EXERCISE:
The records underneath are to be repeated exactly, with the pictures left out.

DATA IN THIS EXERCISE:
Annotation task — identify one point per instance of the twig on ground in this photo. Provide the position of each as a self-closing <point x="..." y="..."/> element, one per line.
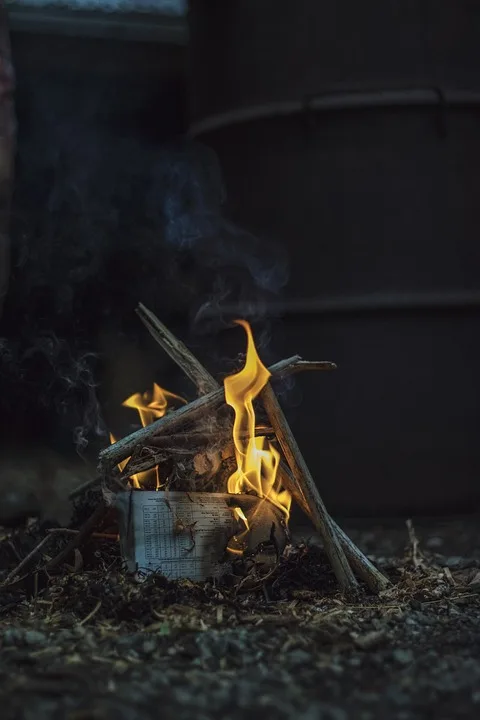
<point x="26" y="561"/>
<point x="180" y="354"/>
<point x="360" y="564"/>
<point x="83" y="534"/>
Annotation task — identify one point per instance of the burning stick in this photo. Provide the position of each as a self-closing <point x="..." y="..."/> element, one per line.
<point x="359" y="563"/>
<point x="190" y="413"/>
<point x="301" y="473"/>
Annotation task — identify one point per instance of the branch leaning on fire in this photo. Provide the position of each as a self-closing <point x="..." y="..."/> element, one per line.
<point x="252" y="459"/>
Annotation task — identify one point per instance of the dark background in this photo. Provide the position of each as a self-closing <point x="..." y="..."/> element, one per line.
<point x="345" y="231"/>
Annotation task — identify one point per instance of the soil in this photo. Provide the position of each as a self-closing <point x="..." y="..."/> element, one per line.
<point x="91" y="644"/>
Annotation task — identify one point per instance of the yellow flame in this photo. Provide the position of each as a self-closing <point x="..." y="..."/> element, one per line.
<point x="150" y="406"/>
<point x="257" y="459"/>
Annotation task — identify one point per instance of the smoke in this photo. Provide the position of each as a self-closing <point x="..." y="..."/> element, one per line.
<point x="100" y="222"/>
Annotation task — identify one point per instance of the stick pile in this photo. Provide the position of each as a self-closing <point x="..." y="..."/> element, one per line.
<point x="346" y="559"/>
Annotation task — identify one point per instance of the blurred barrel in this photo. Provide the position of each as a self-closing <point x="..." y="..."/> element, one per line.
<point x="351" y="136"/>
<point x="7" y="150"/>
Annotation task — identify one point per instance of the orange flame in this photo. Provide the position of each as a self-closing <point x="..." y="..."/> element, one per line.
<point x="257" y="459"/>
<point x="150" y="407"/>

COMPLETED EXERCISE:
Annotation task — identify one point per instance of the twig on ground in this photo. Provide the position of each as a self-closing <point x="..." y="..."/> element, one per line.
<point x="26" y="561"/>
<point x="180" y="354"/>
<point x="360" y="564"/>
<point x="83" y="534"/>
Annotation task — identify one point per instance of the burning stick in this photo. Provide the position of each as a self-closing <point x="..." y="..."/> element, one per line.
<point x="359" y="563"/>
<point x="190" y="413"/>
<point x="301" y="473"/>
Annotation task — identify one point per instance of the branch leaning on fire in this photo. Provide the position of each as a self-closing <point x="..." y="..."/> element, one per line.
<point x="252" y="459"/>
Annotation task — identify one point per instance of the dark background in this photo. Provide the position of each as a self-closing <point x="..." y="..."/> element, one per line.
<point x="345" y="231"/>
Annotation task — identify one point per instance of the soil in this photo. Provide the position of each as a self-closing <point x="..." y="..."/> element, one per line.
<point x="91" y="644"/>
Annotation task — identify one point per instance of the yellow flame in this photo. Provide the position of each as a self-closing <point x="..." y="..."/> element, one per line.
<point x="150" y="406"/>
<point x="257" y="459"/>
Annotation task — identify one point per instance of the smoke in this photo. Provide the position of each as a self-closing <point x="..." y="..."/> element, one per line.
<point x="100" y="222"/>
Annotation task — identify one point per instance of the stick pile in this photo. Provide the position of each as a self-closing <point x="..." y="..."/> element, one per line.
<point x="346" y="559"/>
Annotation task — identify one point per instance of the blurred barrel in this photo. Provide the position of each as a self-closing <point x="..." y="..."/> element, one per line.
<point x="351" y="136"/>
<point x="7" y="150"/>
Annotation task — identify one point per instance of the orange flame in this photo. Provide the position of each as a self-closing <point x="..." y="..."/> element, one per line.
<point x="257" y="459"/>
<point x="150" y="407"/>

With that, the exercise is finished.